_The task_:
Make an exact copy of all the records, one that contains none of the pictures.

Saved entries:
------------
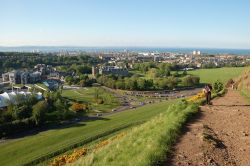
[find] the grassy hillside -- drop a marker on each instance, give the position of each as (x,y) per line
(86,95)
(221,74)
(146,144)
(27,149)
(243,82)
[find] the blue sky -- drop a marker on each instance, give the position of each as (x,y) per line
(153,23)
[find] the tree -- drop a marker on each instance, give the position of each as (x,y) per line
(153,73)
(218,86)
(190,80)
(21,112)
(77,107)
(141,84)
(39,112)
(171,82)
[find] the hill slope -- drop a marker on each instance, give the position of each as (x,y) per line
(220,136)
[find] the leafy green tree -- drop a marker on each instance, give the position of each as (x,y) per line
(218,86)
(39,112)
(21,112)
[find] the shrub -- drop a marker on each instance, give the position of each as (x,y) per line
(77,107)
(190,80)
(39,112)
(218,86)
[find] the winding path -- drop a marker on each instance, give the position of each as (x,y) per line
(219,135)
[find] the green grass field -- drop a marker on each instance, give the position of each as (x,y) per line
(24,150)
(86,95)
(221,74)
(144,145)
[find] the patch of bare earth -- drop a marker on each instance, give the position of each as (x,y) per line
(220,135)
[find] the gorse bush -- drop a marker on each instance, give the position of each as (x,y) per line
(147,144)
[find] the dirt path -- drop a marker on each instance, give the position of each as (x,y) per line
(220,135)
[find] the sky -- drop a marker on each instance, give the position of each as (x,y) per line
(129,23)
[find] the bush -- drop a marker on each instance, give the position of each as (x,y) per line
(190,80)
(77,107)
(218,86)
(16,126)
(39,112)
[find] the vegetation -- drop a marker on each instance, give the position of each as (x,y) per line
(137,83)
(29,113)
(220,74)
(16,60)
(47,144)
(146,144)
(94,98)
(242,83)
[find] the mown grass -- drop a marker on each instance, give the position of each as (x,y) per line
(244,84)
(86,95)
(146,144)
(221,74)
(25,150)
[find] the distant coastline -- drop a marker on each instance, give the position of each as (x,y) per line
(122,49)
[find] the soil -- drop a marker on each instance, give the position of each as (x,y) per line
(220,135)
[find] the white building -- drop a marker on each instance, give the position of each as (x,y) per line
(11,98)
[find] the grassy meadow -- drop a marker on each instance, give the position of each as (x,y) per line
(146,144)
(244,84)
(86,95)
(221,74)
(27,149)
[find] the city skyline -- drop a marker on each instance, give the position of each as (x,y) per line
(207,24)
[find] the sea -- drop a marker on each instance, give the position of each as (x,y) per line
(124,49)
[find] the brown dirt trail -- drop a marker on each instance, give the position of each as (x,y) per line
(220,135)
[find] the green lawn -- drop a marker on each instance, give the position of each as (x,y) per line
(25,150)
(221,74)
(146,144)
(86,95)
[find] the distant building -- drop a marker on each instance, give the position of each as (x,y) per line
(21,77)
(106,70)
(196,52)
(94,70)
(11,98)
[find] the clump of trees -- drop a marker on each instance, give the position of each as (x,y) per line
(218,86)
(16,60)
(190,80)
(82,80)
(29,112)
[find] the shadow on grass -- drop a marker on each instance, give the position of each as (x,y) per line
(186,128)
(56,126)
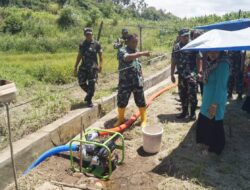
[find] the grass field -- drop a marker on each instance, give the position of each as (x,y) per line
(48,79)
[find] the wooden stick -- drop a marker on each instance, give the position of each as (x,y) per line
(11,147)
(82,127)
(73,186)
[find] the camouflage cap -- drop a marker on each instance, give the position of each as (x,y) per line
(183,32)
(88,31)
(132,37)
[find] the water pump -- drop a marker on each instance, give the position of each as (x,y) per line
(100,155)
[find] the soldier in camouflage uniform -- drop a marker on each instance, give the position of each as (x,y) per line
(121,42)
(89,68)
(130,79)
(237,69)
(185,61)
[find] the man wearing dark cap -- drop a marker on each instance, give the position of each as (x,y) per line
(122,40)
(130,79)
(88,71)
(185,61)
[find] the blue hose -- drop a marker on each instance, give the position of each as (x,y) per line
(51,152)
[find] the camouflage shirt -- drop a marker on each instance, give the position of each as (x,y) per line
(89,51)
(121,42)
(184,60)
(130,73)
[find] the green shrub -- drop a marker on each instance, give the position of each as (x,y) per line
(13,24)
(66,18)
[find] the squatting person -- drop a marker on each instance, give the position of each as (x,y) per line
(130,79)
(89,68)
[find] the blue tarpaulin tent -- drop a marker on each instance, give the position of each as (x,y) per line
(221,40)
(231,25)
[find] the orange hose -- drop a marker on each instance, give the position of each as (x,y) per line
(134,117)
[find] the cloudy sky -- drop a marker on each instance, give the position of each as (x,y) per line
(190,8)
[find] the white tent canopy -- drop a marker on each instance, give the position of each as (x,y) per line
(221,40)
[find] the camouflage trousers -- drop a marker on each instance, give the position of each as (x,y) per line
(87,80)
(236,80)
(124,94)
(188,93)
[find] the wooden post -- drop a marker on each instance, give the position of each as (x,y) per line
(11,146)
(140,28)
(82,128)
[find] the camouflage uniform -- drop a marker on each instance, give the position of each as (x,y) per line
(236,77)
(130,80)
(187,76)
(120,43)
(88,70)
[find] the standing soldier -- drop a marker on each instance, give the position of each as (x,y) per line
(130,79)
(237,72)
(185,61)
(121,42)
(89,68)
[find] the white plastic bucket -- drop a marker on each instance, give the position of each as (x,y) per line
(152,137)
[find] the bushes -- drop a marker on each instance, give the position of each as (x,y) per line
(13,24)
(66,18)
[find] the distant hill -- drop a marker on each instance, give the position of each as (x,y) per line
(56,25)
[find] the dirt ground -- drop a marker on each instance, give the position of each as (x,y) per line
(181,163)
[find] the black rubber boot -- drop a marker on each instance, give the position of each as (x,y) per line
(192,116)
(183,114)
(229,96)
(90,104)
(239,97)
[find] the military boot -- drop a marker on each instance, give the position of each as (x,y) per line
(192,116)
(183,114)
(143,116)
(120,119)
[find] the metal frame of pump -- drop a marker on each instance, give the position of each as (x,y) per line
(114,136)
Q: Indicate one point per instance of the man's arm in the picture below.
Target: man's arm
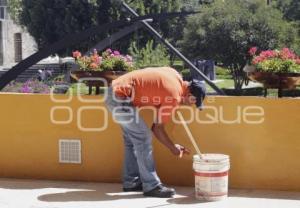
------------
_The answer_:
[find] the grassy hillside -- drop a marker on each instance, give the position of each as (x,y) per line
(86,95)
(221,74)
(146,144)
(27,149)
(243,82)
[find] the blue sky -- drop a marker on each instance, give the position of each as (x,y) per line
(153,23)
[find] the tree -- drop a marker on each instance, give the position of each as (x,y) per line
(153,73)
(218,86)
(190,80)
(21,112)
(77,107)
(141,84)
(39,112)
(171,82)
[find] the hill slope -- drop a marker on each instance, give the position of each as (x,y) per line
(220,136)
[find] the leafy green tree -- drop a marker on each instance, give the position of each as (x,y) per line
(218,86)
(39,112)
(21,112)
[find] the shrub -- drop a marker on each instance, give the position of each as (x,y) per line
(77,107)
(190,80)
(39,112)
(218,86)
[find] the winding path -- drop a marker on each instance, give the position of each as (x,y) per line
(219,135)
[find] the green grass field -- drop a marker on each instance, give the position of each as (x,y) per line
(24,150)
(86,95)
(221,74)
(144,145)
[find] the patch of bare earth -- drop a marker on each instance, give the position of each as (x,y) per line
(220,135)
[find] the gorse bush -- drop a marker on each instance, give the position of each as (x,y) per line
(147,144)
[find] the dirt path -- drop a marker on each instance, give the position of each as (x,y) per line
(220,135)
[find] the sky -- drop a marker on each instance, give the position of each as (x,y) per line
(129,23)
[find] the bush -- drop a marker on each instance, give the position of each as (x,y) per line
(190,80)
(77,107)
(218,86)
(16,126)
(39,112)
[find] the vegetation -- drop a marker on each instance, give the position of each as (x,y) per line
(137,83)
(29,113)
(220,74)
(16,60)
(47,144)
(146,144)
(94,98)
(242,83)
[find] the mown grass -- drop a marker on each instance, give the position of each as (x,y) per line
(244,84)
(86,95)
(146,144)
(221,74)
(25,150)
[find] the distant coastline -- drop a marker on each instance, give the position of each as (x,y) per line
(122,49)
[find] the soil -- drop a marker on each instance, give the position of each as (x,y) per line
(220,135)
[find] the white building -- drop a marker on each instance, give the position of each as (x,y) per line
(11,98)
[find] the grassy meadow -- drop a marker on each instance, give the position of each as (x,y) per line
(146,144)
(244,84)
(86,95)
(221,74)
(27,149)
[find] the city skyline -- drop a marker on each instance, give the position of each as (x,y) per line
(207,24)
[find] the sea -- drop a marker on each instance, give the position of each as (x,y) per line
(124,49)
[find] the brown dirt trail -- drop a marker on each instance, give the position of each as (x,y) per line
(220,135)
[find] the green lawn -- drop a marker on each instance, give the position of each as (x,y) per line
(25,150)
(221,74)
(146,144)
(86,95)
[find] the distant building -- drop a marker on each instance, give the position of each as (x,y) per line
(21,77)
(106,70)
(196,52)
(94,70)
(11,98)
[find] the clump of trees -- drop a marker on each instance, give the position of each as (x,y) per line
(218,86)
(16,60)
(190,80)
(82,80)
(29,112)
[find] the shadow on grass -- drop a marker on each instance, give the position of each as (x,y) per line
(186,128)
(56,126)
[find] the grass field -- drop a marker on each instance, give the position of each as (x,y) per line
(48,79)
[find] the wooden stick -- drop a marker on each instance, give the position of each as (x,y) per line
(11,147)
(82,127)
(73,186)
[find] the camouflage cap -- drop a marker on each instance, give the position of each as (x,y) per line
(183,32)
(88,31)
(132,37)
[find] the water pump -- drop a marker on each instance, give the position of each as (x,y) per line
(100,155)
[find] the soldier in camouflage uniform -- drop a marker on each instance, give the position of each as (x,y) per line
(121,42)
(89,68)
(130,79)
(237,69)
(185,61)
[find] the man wearing dark cap -- drop a marker on each instance, give the position of each as (x,y) per line
(122,40)
(130,79)
(88,71)
(185,61)
[find] the blue hose -- drop a marker on each instance, give the position of each as (x,y) per line
(51,152)
[find] the camouflage shirt -- drop a marker on each instance, give the position of each as (x,y) per line
(89,51)
(121,42)
(184,60)
(130,73)
[find] the green shrub -- drop a marker on each instance, give the position of each as (x,y) per line
(13,24)
(66,18)
[find] the squatting person -- drop a marker on each instance, give the position of each as (x,y) per line
(130,79)
(89,68)
[find] the blue tarpaulin tent -- drop a marker on each instance, give the position of each as (x,y) per line
(221,40)
(231,25)
[find] the orange hose -- drop a marker on each instance, give the position of each as (x,y) per line
(134,117)
[find] the cloudy sky -- drop a marker on each instance, give the position of each as (x,y) per line
(190,8)
[find] the white tent canopy -- drop a marker on each instance, give the position of each as (x,y) per line
(221,40)
[find] the camouflage trousers -- drop a marker on each instance, give the position of each as (x,y) per line
(87,80)
(236,80)
(124,94)
(188,93)
[find] the wooden post -- drop a marker on each instance, give the position of each as (x,y) per line
(11,146)
(140,28)
(82,128)
[find] the camouflage uniform -- drop a marker on each instance, give the position of each as (x,y) per line
(236,77)
(130,80)
(187,76)
(120,43)
(88,70)
[find] the standing soldier -- drop a marker on each instance, give the position of each as (x,y) per line
(130,79)
(237,72)
(185,61)
(121,42)
(89,68)
[find] the white plastic bucket -- drop a marker on each instance, give the position of each as (x,y) per line
(152,137)
[find] the bushes -- drop a marker on each instance, give the position of each as (x,y) per line
(13,24)
(66,18)
[find] the distant hill -- drop a marker on each instance, give the position of each as (x,y) per line
(56,25)
[find] the dirt ground -- drop a marker on each instance, give the position of each as (x,y) per line
(181,163)
[find] the black rubber boot -- drop a marker on each instance, give the position of each as (x,y) per line
(192,116)
(183,114)
(229,96)
(90,104)
(239,97)
[find] the military boot -- drop a marker on each instance, give the position of each as (x,y) per line
(192,116)
(183,114)
(143,116)
(120,119)
[find] the metal frame of pump -- drop a marker on each instance, give the position of each as (x,y) per line
(114,136)
Q: Indicate one point per instance of the man's arm in the picture below.
Target: man's arm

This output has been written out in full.